Problem to work on: When the word "green" shows up in a line of the records below, copy that line.

(Segmentation mask data)
Start of Block

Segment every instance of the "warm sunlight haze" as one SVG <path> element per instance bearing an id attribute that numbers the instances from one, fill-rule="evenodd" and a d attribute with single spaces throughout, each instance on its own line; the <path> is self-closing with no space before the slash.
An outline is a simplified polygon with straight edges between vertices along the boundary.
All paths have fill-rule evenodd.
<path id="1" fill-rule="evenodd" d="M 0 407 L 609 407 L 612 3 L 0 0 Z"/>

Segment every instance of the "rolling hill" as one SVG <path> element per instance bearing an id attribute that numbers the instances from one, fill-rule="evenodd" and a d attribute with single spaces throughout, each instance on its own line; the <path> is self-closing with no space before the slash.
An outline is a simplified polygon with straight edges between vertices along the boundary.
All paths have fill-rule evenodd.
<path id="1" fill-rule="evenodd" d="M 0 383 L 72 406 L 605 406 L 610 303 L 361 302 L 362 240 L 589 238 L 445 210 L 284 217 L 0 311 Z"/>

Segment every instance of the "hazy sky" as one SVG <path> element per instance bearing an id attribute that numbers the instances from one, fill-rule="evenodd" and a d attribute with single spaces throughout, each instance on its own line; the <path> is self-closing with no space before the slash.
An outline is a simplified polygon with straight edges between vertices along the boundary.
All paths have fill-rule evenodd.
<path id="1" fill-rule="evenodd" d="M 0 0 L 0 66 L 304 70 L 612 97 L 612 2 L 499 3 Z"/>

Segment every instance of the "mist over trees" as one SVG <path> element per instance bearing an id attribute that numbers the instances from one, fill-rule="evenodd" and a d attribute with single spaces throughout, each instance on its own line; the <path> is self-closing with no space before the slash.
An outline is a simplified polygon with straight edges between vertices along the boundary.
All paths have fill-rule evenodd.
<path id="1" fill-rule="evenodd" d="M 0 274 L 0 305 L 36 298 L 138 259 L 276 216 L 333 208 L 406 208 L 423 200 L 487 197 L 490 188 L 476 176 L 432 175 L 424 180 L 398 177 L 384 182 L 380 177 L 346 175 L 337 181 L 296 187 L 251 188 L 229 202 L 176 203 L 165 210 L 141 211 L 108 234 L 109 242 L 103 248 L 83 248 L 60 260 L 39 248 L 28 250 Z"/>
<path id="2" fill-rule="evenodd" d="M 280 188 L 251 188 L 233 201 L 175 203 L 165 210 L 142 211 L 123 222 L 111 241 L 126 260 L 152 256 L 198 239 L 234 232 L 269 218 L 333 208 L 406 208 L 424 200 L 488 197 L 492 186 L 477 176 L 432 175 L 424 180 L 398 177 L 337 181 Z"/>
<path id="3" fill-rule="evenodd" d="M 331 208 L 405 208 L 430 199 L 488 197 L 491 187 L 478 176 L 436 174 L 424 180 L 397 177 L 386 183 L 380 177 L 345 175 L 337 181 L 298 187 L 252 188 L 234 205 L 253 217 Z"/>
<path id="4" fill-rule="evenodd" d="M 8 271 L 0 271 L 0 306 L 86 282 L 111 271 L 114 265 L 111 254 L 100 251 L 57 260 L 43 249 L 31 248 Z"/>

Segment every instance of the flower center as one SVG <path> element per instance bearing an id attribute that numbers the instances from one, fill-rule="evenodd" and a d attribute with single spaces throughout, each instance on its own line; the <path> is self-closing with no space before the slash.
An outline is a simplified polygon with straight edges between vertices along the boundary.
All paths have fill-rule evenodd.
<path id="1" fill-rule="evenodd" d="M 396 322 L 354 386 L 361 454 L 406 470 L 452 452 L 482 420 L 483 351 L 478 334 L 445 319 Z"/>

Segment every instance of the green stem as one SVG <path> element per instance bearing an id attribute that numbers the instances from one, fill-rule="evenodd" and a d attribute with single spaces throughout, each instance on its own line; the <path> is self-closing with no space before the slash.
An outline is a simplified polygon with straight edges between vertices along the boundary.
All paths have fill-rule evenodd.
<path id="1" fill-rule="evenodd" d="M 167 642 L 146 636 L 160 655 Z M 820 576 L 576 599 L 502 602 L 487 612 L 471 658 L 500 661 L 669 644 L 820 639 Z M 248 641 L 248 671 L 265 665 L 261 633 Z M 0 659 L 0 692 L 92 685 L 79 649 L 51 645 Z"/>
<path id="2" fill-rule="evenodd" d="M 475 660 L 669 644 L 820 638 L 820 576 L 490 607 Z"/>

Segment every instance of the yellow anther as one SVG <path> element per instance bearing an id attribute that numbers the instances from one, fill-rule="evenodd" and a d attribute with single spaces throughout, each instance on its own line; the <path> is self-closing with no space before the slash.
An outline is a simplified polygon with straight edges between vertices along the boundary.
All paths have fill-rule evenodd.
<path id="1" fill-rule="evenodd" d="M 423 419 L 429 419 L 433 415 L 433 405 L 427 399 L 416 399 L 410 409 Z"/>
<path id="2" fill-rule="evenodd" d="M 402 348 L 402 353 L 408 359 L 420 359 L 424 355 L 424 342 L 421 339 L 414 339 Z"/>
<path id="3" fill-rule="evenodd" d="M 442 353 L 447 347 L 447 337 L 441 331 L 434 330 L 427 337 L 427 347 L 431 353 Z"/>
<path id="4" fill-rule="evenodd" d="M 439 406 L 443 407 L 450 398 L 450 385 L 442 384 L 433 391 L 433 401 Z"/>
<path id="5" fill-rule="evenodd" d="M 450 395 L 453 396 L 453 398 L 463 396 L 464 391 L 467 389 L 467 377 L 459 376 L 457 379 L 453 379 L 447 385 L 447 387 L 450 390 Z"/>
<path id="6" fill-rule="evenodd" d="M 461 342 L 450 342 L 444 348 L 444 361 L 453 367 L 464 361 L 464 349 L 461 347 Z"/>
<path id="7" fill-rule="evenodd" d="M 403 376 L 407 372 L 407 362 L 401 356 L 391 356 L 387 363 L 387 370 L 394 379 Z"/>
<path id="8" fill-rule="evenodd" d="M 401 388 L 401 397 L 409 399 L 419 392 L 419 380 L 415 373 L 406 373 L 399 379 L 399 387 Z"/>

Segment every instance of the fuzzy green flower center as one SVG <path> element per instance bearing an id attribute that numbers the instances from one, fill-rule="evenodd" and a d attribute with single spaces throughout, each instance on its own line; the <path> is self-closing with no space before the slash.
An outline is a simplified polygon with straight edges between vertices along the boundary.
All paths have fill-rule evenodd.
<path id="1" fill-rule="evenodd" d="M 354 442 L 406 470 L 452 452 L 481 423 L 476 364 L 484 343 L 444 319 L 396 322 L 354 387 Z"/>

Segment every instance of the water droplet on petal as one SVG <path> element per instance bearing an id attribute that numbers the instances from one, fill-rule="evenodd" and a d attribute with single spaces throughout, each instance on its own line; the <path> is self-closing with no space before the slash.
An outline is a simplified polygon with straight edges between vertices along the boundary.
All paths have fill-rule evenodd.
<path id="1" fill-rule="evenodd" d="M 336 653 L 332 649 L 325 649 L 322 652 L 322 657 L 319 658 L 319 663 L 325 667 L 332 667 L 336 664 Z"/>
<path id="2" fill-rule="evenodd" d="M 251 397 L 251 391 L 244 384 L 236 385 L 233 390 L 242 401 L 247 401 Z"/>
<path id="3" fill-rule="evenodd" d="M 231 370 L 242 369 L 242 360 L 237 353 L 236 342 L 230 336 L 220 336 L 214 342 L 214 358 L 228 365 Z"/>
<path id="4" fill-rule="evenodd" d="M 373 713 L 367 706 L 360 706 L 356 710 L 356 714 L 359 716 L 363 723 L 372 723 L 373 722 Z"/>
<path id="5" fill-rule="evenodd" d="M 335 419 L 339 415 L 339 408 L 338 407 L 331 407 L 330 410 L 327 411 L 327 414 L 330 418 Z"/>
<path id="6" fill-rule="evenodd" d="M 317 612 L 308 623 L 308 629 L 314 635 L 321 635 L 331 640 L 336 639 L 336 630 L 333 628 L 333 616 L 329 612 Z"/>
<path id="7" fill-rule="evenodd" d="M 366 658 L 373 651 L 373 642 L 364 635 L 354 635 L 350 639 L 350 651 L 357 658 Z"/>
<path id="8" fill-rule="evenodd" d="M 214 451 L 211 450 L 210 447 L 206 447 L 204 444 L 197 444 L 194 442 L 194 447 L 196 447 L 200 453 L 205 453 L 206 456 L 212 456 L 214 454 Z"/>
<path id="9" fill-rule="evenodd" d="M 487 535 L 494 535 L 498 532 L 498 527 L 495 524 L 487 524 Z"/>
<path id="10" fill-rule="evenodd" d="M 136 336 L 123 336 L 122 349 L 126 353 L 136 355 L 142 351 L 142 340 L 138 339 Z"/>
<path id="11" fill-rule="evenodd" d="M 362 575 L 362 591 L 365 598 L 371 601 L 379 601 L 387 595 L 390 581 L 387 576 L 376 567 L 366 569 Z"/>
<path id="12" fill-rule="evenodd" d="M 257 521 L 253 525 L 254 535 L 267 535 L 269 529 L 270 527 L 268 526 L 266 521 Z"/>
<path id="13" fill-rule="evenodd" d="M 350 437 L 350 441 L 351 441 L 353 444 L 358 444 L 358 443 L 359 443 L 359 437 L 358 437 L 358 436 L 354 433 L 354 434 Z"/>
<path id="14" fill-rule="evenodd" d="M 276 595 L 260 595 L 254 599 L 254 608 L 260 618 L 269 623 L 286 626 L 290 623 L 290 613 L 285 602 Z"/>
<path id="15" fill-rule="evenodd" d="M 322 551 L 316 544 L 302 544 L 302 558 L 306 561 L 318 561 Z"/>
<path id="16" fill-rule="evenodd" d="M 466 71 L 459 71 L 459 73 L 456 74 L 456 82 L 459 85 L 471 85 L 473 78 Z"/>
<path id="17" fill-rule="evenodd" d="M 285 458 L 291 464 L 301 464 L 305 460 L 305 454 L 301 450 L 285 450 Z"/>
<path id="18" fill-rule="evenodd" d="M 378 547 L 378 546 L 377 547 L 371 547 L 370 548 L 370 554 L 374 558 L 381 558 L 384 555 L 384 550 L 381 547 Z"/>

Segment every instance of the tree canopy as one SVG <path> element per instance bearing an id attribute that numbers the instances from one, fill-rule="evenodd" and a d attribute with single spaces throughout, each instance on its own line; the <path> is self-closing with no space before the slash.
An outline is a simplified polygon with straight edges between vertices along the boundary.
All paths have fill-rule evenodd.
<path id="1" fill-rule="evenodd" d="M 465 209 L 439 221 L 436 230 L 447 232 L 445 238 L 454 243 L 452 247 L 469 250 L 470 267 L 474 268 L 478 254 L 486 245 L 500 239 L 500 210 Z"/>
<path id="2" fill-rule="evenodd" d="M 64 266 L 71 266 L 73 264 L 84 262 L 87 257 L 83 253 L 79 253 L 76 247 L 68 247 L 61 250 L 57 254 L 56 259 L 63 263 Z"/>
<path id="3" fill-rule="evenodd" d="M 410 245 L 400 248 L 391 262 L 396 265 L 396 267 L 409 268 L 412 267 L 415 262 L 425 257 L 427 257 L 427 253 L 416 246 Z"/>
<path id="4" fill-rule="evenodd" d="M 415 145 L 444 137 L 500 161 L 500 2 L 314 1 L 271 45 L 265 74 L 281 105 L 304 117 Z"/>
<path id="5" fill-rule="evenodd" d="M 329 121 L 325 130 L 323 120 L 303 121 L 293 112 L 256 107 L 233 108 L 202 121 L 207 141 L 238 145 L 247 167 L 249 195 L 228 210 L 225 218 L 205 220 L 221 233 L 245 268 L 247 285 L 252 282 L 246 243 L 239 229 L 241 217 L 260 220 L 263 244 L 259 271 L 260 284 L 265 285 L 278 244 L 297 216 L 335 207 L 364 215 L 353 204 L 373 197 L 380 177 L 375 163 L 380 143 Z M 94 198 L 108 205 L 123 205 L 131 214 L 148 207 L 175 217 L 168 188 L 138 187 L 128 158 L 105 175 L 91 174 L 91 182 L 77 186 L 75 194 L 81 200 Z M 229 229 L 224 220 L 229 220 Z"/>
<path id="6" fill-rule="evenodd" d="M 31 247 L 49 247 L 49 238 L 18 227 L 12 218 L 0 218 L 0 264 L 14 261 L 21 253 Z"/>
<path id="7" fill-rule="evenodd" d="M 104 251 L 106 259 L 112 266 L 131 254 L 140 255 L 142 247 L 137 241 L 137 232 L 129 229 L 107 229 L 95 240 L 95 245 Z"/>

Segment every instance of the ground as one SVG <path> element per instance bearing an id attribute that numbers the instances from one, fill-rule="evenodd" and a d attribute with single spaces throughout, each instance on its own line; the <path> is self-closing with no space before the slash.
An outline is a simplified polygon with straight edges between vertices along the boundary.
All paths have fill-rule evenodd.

End of Block

Response to the exercise:
Segment every instance of the green stem as one SVG <path> element per instance bearing an id attribute that numbers the instances from one, fill-rule="evenodd" and a d attribute with single spaces throughout, each instance on its own line; the <path> is self-closing with no space before the slash.
Segment every instance of the fuzzy green flower center as one SVG <path> element per instance bearing an id attribute that numbers the instances from one, fill-rule="evenodd" and a d attribute with single spaces throughout, each instance on its own line; the <path> is self-closing with no space before the slash.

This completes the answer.